EXERCISE REQUIREMENTS: Retype everything in the film review below from "Kenneth Branagh channels" down to "film wasn’t enough.", keeping every word and mark unchanged.

PAGE:
Kenneth Branagh channels that same self confidence as he acts in and directs this adaptation of Agatha Christie’s iconic novel. Branagh aims for a pensive, if camp, take on Poirot, but he falls short of that and instead it feels like watching a live-action game of Cluedo, as if another Jumanji film wasn’t enough.

This isn’t the first adventure on the Orient Express to hit our screens and it isn’t even the most star studded. Sidney Lumet directed the 1974 version featuring the likes of Albert Finney as Poirot, Lauren Bacall, Ingrid Bergman, Sean Connery, and Jacqueline Bisset. Comparisons are inevitable and the difference between the two is night and day. Lumet’s got nominated for six Oscars, with Bergman taking home Best Supporting Actress, and I cannot foresee any category in which Branagh will get a nomination.

It is Jerusalem where the film begins in a truly bizarre opening. We get an aerial shot of some Jewish men approaching the Wailing Wall when suddenly a small child runs past and the chase is seemingly on. He is carrying something in his hands, although it is obscured by a cloth. When he reaches his destination he reveals four eggs and offers them to a shadowy figure, but they are refused, so the child runs away and gets more. The shadowy figure is revealed to be Poirot, who wants the perfect boiled eggs for his breakfast but then declines them once more when they aren’t to his taste.

The whole purpose of this seems to be for an anecdote a few minutes later. The Jewish, Christian, and Muslim citizens of Jerusalem are up in arms about a stolen religious artefact with a rabbi, a priest, and an iman as the suspects. Poirot lines the three up against the wall as an angry mob forms around them, then makes a quip about how he shares their frustration, as he couldn’t get the perfect boiled eggs for his breakfast, and then another about how similar the situation is to the old jokes. I’m not sure which demographic these jokes were aimed at, but they felt off compared to the rest of the humour.

Poirot quickly dispatches the mystery and decides to take some well earned R&R, but unsurprisingly it doesn’t last long and he is summoned to London for another case, travelling on the renowned Orient Express to get there. In the scenes leading up to the train leaving the station, Branagh introduces every character in quick-fire fashion, with no time to get a good look at one before the next appears on the screen. The desire is clearly to do all character development on the train, especially after the murder happens, but it would perhaps have been better to only show a selection of passengers as they board and continue the introductions on the journey.

Branagh attempts to juxtapose the claustrophobia of the train with the landscape around it by sprinkling in aerial views of the snowy mountains the train passes through, but the CGI work looks incredibly fake. The train’s initial departure point, Istanbul, is similarly painted with computerised images and there are a lot of parallels in design to 2016’s Assassin’s Creed. I want to be engrossed in the world he is trying to create, but when the inside of the train is meticulously detailed and in high definition and the outside looks like The Polar Express (2004) I can’t help becoming detached.

The main downfall is that the intrigue and mystery about the murder on the train relies solely on the twist at the end. If you have read the book or are otherwise aware of how it ends then the glossy finish won’t mask the lack of depth, however if you were, as I, unaware of the story you’ll find enough here to entertain you for two hours.

Branagh’s vanity project suffers from just that, vanity, by trying too hard to make every moment meaningful. As the credits roll, his intent is crystal clear — to proclaim “My name is Kenneth Branagh and I am probably the greatest writer and director in the world.”

SOURCE MATERIAL:
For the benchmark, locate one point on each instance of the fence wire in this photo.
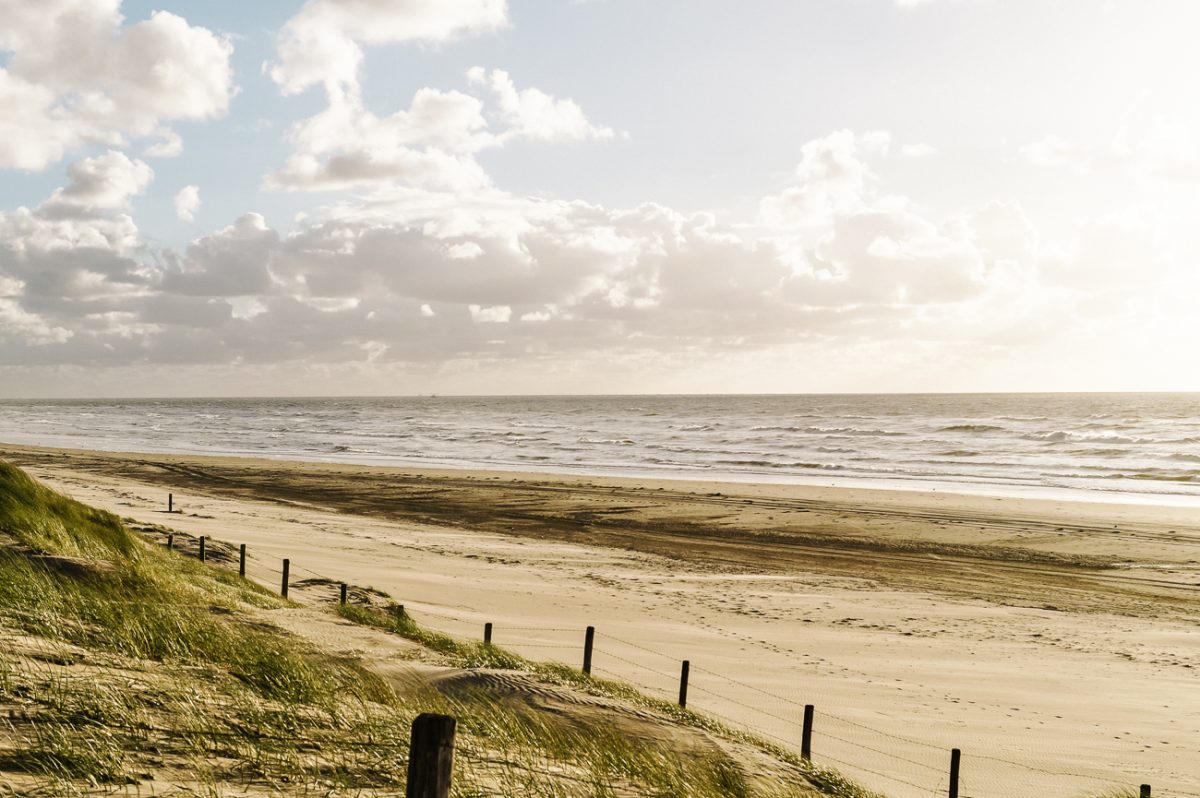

ANSWER BELOW:
Kenneth Branagh channels that same self confidence as he acts in and directs this adaptation of Agatha Christie’s iconic novel. Branagh aims for a pensive, if camp, take on Poirot, but he falls short of that and instead it feels like watching a live-action game of Cluedo, as if another Jumanji film wasn’t enough.